§ **SET TASK**
Put every line of the entries below into a Markdown table with two columns, No. for the row number and Text for the line, skipping blank lines. Leave the pictures out of the table.

§ **EXCERPTED DATA**
^^^^

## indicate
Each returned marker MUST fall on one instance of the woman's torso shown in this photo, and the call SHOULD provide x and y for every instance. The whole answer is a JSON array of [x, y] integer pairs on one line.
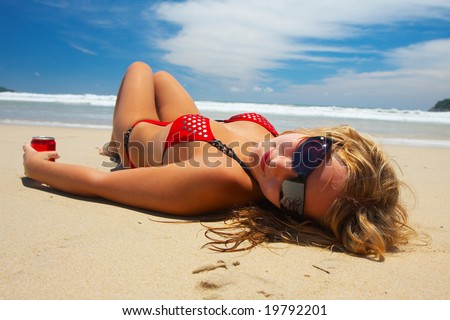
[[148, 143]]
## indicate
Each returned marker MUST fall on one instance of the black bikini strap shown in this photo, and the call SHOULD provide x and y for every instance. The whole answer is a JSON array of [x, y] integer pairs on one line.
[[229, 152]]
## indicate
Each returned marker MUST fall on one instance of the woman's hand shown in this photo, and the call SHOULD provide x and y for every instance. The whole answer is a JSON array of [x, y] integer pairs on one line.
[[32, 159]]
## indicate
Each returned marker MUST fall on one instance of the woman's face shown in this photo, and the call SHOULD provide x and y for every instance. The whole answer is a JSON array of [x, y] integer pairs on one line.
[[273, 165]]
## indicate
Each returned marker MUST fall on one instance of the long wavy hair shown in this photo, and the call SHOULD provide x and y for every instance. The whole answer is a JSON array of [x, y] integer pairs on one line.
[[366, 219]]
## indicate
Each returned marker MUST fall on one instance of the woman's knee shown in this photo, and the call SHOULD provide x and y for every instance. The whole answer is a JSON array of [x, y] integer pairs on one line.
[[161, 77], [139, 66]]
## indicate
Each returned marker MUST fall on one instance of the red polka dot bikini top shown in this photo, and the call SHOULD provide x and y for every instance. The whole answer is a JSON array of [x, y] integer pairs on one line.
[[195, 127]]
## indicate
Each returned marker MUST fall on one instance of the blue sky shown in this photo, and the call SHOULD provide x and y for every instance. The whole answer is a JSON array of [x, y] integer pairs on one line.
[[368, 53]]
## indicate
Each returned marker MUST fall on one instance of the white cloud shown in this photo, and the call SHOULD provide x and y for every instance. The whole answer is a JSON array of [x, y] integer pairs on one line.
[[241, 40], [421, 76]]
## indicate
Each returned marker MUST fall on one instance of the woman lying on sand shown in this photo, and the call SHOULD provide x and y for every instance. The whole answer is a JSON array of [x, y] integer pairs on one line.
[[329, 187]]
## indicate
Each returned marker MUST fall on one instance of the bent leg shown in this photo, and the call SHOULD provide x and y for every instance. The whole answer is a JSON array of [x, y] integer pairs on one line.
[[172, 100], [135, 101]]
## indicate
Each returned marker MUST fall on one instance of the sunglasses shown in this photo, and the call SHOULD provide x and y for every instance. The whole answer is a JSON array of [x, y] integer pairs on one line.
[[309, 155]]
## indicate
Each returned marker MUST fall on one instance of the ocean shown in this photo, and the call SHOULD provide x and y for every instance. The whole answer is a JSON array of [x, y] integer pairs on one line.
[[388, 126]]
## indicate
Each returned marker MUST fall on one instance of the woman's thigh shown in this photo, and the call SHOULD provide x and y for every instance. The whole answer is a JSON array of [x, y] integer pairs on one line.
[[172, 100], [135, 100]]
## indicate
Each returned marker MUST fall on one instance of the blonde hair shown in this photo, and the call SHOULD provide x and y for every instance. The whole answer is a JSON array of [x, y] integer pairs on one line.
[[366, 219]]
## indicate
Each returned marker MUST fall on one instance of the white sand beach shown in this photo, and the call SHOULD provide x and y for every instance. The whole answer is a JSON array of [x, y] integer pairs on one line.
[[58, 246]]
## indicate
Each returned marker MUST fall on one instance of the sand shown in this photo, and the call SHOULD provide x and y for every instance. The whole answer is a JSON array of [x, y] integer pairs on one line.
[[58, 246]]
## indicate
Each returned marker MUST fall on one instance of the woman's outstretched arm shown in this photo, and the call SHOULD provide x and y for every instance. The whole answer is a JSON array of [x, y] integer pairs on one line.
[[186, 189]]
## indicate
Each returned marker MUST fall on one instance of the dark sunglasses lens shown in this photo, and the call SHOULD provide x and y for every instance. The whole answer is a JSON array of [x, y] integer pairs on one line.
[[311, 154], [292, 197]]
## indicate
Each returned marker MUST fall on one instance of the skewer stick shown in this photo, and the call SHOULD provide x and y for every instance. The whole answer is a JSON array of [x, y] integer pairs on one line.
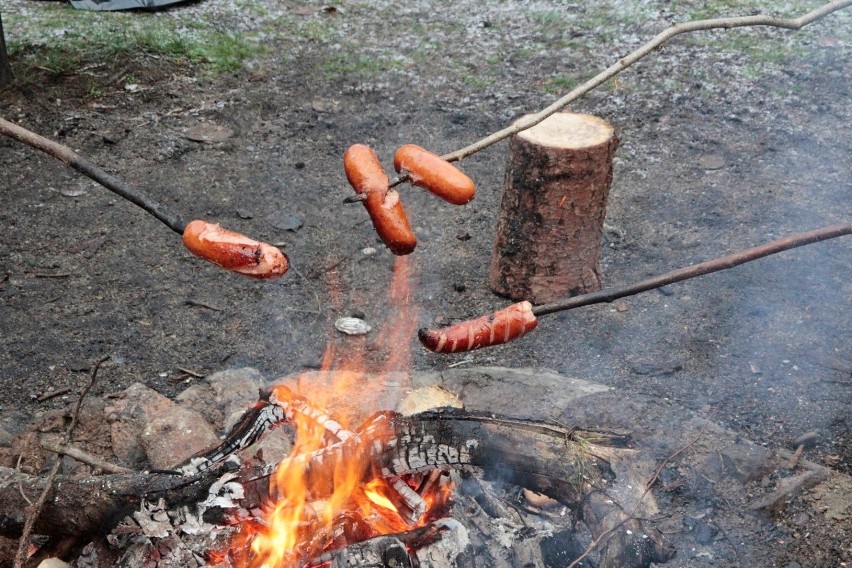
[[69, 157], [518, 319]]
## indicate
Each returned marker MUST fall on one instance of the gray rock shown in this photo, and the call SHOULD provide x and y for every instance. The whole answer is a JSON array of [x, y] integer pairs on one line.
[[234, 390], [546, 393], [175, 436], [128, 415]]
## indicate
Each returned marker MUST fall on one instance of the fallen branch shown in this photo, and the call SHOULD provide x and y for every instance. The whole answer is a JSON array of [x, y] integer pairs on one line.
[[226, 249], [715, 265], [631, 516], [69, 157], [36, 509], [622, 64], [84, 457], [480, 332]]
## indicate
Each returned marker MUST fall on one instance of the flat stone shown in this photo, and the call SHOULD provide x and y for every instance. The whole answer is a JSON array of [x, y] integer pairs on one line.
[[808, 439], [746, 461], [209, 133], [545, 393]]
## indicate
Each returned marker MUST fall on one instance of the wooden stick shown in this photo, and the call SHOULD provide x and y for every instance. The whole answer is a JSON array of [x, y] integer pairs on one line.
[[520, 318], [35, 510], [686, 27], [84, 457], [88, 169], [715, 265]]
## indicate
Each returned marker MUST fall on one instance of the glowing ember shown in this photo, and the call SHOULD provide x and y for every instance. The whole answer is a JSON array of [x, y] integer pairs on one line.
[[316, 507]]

^^^^

§ **TASK ANSWER**
| No. | Text |
|---|---|
| 1 | ## indicate |
| 2 | Each returned marker MUST fall on one instance of the woman's torso shown in this photo, and the call SHOULD provide x and y for every instance. The whole answer is a JSON array of [x, y] integer pairs on one line. |
| 3 | [[148, 143]] |
| 4 | ## indicate |
| 5 | Each returned marker MUST fall on one instance of the black bikini strap shown in this photo, and the call SHOULD provide x and y for every instance. The whole answer is a JSON array of [x, y] integer pairs on one line. |
| 6 | [[229, 152]] |
| 7 | ## indicate |
| 8 | Each returned marker MUST fall on one instance of the woman's hand shown in this photo, and the call SHOULD provide x and y for every instance. The whole answer is a JSON array of [x, y] integer pairs on one line. |
| 9 | [[32, 159]] |
| 10 | ## indicate |
| 11 | Each returned marker MUST fall on one instance of the woman's face shown in this photo, and the call SHOULD provide x and y for every instance. The whole answer is a JSON array of [x, y] integer pairs on one line. |
| 12 | [[273, 165]] |
| 13 | ## indicate |
| 14 | Each returned marker MUST fall on one instance of the long wavy hair shown in this photo, and the call SHOULD provide x and y for every instance. The whole answer is a JSON array of [x, y] integer pairs on one line. |
| 15 | [[366, 219]] |
| 16 | ## indicate |
| 17 | Each returned marker MUST fall on one instance of the woman's knee shown in this photo, and the call SHOULD provide x and y for every instance. The whole answer is a JSON array of [x, y] integer pairs on one line. |
| 18 | [[161, 77], [139, 66]] |
| 19 | ## indicate |
| 20 | Each returned marker MUST fall on one instance of the red polka dot bikini top shown in this photo, and the call SHOULD provide x and y for every instance. The whole answer is a JSON array of [x, y] integer pairs on one line. |
| 21 | [[195, 127]] |
| 22 | ## indicate |
| 23 | Each returned marker MUST fall on one instance of the blue sky shown in this photo, and the call SHOULD provide x and y for every instance. The whole answer is a JSON array of [x, y] integer pairs on one line. |
| 24 | [[368, 53]] |
| 25 | ## indicate |
| 26 | Each returned marker MUST fall on one instance of the white cloud shown in this photo, and the call SHOULD provide x and y for every instance. The whole answer is a JSON array of [x, y] integer pairs on one line. |
| 27 | [[241, 40], [421, 76]] |
| 28 | ## indicate |
| 29 | Each returned marker MUST fall on one instance of the woman lying on sand shown in this photo, and the call SHOULD provide x and y for every instance. The whole answer is a JSON array of [x, y] integer pairs on one line. |
| 30 | [[329, 187]] |
| 31 | ## indicate |
| 32 | Each returned marker MUST fall on one instance of the bent leg shown in this photo, and the call SHOULD provide x and y for every instance. The whole answer is a JSON array of [x, y] integer pairs on one line. |
| 33 | [[172, 100], [135, 101]] |
| 34 | ## indicate |
| 35 | Each returned marker MUST fall on one instance of the sunglasses shown in this photo, and the call SHOULD provide x and y for every instance. The whole answer is a JSON array of [x, y] integer pairs on one line. |
| 36 | [[309, 155]] |
| 37 | ## indicate |
| 38 | Each returned marker MUST fall on one instance of the ocean shown in this photo, and the call SHOULD provide x and y for every instance. The whole answer is a JSON array of [x, y] integer pairs on one line. |
| 39 | [[388, 126]] |
| 40 | ## indicate |
| 41 | Each returned marker MUST fall on one instance of the woman's thigh shown in this photo, and the call SHOULD provide x and y for every instance. The whole answer is a JSON array of [x, y] integer pairs on one line. |
| 42 | [[172, 100], [135, 100]] |
| 43 | ## indicate |
| 44 | Each returned marker MUST fall on one instance of the blonde hair shown in this photo, and the call SHOULD provide x and y for every instance. The whole answer is a JSON array of [x, y] integer pairs on one line. |
| 45 | [[366, 219]] |
| 46 | ## indicate |
| 47 | Each returned marker MUST fall on one instance of the white sand beach shown in this photo, and the call SHOULD provide x and y for every instance. The whole answer is a JSON array of [x, y] integer pairs on one line. |
| 48 | [[58, 246]] |
| 49 | ## indicate |
| 50 | Each returned marker MUST fall on one instance of the sand shown in this photo, and the call SHOULD provide x and y for every instance. The whole answer is a JSON array of [x, y] integer pairs on one line. |
| 51 | [[58, 246]] |
| 52 | ## indicate |
| 53 | Each returned marker MUST fall on one instance of the woman's outstretched arm shown in this photo, and the call SHOULD provide x and y for every instance. The whole answer is a JSON array of [x, y] integer pairs on one line. |
| 54 | [[186, 189]] |
| 55 | ## indicate |
| 56 | Each returned marker MUST fall on one instance of the dark sunglasses lens shown in this photo, and the call SHOULD provide x and y for every instance. The whole answer is a JSON array of [x, y] integer pairs on one line. |
| 57 | [[311, 154], [292, 197]] |
| 58 | ## indicate |
| 59 | Each returned marker MUST fall on one instance of the skewer stick shown in this photo, and the call SHOULD provide x and y for every instance. The whole answer is a JSON array of [x, y] integer pairs on one line. |
| 60 | [[69, 157], [518, 319]] |
| 61 | ## indicate |
| 62 | Each returned marker MUST fall on one instance of the gray rock shown in this photo, and the call SHOULD provide x and y for every instance. The whole answer is a JSON array of [x, y] integer pairs on one line. |
| 63 | [[234, 390], [546, 393], [175, 436], [128, 415]] |
| 64 | ## indicate |
| 65 | Each returned marker MUST fall on one instance of the fallen branch shown in this photo, and the call SHOULD provide x and y for every instance. The whole answer is a JSON array of [x, y] integer pairs on one line. |
| 66 | [[226, 249], [715, 265], [631, 516], [69, 157], [36, 509], [622, 64], [84, 457], [480, 332]] |
| 67 | ## indicate |
| 68 | Each returned marker MUST fall on one instance of the flat stone shown in this photo, and the call SHOULD provide x and y for every instance. The whole answer is a JSON array of [x, y] integer pairs on one line. |
| 69 | [[808, 439], [746, 461], [209, 133], [545, 393]] |
| 70 | ## indicate |
| 71 | Each returned marker MUST fall on one instance of the wooden stick shown in this photo, and the call SHOULD provide x and y for every instance. The whole answer is a JSON array of [x, y] integer pairs on one line. |
| 72 | [[520, 318], [35, 510], [686, 27], [84, 457], [88, 169], [715, 265]] |
| 73 | ## indicate |
| 74 | Each returned marker MUST fall on one instance of the glowing ember shown in this photo, and the call SHOULD provide x and y for every instance. The whole answer is a JSON array of [x, y] integer pairs on one line. |
| 75 | [[316, 507]] |